(Collected data entries)
--- --- ---

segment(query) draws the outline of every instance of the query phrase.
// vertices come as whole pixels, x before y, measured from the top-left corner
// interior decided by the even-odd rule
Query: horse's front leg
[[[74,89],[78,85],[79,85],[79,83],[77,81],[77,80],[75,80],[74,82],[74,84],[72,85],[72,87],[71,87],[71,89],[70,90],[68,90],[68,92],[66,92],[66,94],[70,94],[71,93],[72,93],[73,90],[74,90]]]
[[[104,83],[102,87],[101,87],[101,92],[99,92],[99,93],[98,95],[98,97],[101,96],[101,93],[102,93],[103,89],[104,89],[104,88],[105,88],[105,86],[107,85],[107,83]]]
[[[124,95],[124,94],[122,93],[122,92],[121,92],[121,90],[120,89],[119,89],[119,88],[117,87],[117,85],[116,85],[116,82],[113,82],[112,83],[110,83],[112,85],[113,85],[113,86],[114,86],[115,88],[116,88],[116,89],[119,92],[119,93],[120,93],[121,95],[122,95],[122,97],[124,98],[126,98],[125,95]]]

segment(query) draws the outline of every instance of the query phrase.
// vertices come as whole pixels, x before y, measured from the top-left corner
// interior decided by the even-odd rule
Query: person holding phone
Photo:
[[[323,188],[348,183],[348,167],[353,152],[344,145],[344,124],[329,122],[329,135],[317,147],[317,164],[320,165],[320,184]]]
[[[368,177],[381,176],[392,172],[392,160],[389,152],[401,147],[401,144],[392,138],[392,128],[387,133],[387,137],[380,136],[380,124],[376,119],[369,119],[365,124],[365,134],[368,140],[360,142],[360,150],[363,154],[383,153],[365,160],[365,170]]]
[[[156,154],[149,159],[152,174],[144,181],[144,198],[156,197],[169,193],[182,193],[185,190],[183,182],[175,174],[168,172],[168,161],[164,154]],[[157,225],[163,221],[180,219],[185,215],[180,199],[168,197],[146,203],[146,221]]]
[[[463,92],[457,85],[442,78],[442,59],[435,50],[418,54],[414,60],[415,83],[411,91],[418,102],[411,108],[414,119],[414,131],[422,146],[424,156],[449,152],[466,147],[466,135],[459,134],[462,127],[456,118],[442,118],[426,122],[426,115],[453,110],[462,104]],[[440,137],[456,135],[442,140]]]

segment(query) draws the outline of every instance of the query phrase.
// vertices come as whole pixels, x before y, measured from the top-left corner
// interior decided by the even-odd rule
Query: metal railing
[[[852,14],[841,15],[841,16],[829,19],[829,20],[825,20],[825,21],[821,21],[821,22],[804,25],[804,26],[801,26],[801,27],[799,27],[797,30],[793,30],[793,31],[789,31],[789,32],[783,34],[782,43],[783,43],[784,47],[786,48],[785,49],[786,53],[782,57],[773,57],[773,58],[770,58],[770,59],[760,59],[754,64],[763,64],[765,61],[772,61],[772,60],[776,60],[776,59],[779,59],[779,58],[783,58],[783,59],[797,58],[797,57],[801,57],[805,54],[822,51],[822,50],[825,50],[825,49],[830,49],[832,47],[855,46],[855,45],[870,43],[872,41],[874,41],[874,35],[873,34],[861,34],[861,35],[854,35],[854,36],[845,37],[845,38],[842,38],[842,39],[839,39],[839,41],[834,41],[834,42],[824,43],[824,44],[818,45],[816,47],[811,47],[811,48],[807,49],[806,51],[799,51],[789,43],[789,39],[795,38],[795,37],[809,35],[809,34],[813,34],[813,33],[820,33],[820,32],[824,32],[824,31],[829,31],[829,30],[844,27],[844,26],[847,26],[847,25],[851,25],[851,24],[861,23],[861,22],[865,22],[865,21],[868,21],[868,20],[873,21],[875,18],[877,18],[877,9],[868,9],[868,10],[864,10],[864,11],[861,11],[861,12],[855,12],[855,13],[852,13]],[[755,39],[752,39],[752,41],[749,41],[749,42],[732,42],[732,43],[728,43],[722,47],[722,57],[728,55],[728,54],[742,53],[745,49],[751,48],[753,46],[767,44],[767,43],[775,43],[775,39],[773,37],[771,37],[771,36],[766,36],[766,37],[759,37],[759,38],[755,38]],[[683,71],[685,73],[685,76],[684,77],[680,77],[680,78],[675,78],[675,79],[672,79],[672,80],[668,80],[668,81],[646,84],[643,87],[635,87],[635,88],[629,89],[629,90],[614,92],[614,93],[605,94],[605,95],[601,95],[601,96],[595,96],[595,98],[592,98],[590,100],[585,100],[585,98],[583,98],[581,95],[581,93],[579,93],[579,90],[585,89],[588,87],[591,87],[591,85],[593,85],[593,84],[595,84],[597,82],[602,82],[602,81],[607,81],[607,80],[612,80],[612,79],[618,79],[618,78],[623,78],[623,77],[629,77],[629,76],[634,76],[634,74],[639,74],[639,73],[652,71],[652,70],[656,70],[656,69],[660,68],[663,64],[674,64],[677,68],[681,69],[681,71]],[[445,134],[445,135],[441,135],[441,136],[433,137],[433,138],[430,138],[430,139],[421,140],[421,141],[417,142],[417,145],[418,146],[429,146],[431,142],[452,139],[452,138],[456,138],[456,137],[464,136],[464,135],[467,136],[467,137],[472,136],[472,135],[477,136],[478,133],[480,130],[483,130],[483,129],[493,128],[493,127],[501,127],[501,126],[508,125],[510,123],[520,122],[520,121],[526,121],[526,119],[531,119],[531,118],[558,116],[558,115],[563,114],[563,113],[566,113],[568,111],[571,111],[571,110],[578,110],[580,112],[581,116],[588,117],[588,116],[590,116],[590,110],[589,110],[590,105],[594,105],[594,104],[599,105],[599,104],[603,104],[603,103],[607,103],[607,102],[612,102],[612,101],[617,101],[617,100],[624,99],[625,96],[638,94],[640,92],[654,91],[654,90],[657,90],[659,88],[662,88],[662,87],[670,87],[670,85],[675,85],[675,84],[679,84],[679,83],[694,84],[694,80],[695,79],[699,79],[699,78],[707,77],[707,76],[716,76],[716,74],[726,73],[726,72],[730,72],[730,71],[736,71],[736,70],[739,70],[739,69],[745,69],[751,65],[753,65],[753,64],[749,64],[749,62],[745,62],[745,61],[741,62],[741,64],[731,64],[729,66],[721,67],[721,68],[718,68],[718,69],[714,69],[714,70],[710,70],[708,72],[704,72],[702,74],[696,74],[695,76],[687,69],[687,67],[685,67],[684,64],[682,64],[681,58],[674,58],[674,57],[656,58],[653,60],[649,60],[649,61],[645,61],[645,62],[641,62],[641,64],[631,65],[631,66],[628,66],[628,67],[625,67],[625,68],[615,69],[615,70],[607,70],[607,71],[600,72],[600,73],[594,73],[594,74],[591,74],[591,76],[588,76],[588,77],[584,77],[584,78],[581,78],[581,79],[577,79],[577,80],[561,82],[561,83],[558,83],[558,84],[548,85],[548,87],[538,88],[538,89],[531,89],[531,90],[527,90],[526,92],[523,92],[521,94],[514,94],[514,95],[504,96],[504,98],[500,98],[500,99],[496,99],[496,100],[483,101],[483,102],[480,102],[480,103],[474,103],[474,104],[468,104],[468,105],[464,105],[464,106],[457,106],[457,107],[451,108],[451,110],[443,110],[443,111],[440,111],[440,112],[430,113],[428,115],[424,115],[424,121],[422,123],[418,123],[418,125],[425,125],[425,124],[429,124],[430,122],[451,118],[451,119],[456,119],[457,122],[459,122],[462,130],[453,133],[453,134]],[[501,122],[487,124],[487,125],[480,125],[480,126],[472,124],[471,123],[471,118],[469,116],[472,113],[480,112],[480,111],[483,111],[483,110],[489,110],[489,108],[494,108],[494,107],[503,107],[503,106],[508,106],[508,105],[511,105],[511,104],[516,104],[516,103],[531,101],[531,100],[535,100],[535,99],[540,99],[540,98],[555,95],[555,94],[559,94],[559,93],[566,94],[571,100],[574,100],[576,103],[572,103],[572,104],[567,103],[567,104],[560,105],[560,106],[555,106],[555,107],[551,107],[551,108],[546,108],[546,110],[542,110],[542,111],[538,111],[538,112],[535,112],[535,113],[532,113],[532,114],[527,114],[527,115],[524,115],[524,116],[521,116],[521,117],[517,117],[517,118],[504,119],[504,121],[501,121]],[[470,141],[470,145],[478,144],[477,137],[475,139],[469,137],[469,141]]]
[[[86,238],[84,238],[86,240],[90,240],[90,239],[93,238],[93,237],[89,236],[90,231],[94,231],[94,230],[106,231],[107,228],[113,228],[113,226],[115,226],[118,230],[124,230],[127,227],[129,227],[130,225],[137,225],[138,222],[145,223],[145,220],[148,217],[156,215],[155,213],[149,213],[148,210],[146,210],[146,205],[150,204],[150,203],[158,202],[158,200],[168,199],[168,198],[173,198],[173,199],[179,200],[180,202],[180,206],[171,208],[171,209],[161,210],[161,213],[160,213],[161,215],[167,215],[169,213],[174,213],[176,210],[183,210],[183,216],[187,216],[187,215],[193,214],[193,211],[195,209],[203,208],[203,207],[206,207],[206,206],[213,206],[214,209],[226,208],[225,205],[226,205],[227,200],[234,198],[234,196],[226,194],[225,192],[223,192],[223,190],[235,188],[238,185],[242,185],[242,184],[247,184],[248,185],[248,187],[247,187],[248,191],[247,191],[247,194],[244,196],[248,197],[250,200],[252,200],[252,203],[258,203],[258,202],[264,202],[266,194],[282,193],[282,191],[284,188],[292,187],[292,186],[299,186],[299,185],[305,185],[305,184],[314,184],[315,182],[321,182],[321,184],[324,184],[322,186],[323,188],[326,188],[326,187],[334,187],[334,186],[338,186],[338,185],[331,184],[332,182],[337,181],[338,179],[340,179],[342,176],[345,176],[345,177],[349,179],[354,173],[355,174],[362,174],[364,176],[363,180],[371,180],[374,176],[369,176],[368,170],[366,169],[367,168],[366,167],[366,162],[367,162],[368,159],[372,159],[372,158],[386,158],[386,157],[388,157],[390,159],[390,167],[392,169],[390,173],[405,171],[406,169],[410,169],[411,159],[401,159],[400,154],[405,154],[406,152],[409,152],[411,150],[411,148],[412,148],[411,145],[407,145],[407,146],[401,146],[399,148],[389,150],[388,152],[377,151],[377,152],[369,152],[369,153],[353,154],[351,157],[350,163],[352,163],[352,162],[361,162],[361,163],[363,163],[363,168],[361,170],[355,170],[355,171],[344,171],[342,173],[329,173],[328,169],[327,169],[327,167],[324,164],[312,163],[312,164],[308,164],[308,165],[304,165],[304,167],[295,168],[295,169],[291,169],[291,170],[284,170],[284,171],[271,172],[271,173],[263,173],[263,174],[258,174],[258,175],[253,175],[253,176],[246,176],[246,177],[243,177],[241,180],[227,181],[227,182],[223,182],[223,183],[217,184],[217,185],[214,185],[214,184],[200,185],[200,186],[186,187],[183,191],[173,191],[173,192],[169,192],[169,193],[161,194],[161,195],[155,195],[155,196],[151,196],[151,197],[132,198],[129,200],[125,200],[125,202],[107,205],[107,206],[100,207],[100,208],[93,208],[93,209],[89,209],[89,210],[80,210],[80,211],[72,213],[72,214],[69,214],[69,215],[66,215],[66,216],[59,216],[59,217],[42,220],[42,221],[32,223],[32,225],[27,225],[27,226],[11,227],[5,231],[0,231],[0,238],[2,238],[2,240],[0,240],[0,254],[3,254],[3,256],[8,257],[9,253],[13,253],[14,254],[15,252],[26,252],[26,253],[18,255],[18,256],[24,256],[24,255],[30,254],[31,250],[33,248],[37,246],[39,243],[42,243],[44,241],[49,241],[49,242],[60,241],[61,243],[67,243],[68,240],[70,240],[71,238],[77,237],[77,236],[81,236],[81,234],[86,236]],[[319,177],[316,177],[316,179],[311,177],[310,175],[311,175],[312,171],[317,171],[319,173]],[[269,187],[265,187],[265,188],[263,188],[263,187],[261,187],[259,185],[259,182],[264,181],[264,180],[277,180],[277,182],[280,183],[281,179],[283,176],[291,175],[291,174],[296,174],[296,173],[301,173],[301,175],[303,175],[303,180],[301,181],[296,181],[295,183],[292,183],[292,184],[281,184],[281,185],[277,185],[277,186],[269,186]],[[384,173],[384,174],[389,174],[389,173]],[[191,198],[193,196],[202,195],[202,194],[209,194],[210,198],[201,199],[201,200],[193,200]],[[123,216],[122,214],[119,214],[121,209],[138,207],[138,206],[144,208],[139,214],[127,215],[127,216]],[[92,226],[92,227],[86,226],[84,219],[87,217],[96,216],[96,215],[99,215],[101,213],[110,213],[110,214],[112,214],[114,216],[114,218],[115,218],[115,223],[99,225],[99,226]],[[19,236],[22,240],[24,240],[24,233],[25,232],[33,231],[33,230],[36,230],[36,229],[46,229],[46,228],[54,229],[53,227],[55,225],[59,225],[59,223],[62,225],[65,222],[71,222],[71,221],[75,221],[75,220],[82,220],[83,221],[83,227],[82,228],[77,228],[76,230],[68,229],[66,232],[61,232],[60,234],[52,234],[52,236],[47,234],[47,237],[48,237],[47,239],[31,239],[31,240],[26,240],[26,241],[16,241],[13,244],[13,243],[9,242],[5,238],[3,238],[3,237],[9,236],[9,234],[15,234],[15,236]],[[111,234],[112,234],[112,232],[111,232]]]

--- --- ---

== Exercise ==
Put the lines from the start of the material through the line containing "Query: horse's front leg", both included, into a numbered list, leaving out any blank lines.

== Exercise output ==
1. segment(query) draws the outline of every instance of the query phrase.
2. // vertices come as whole pixels, x before y, measured from the top-left corner
3. // interior decided by the even-odd rule
4. Query: horse's front leg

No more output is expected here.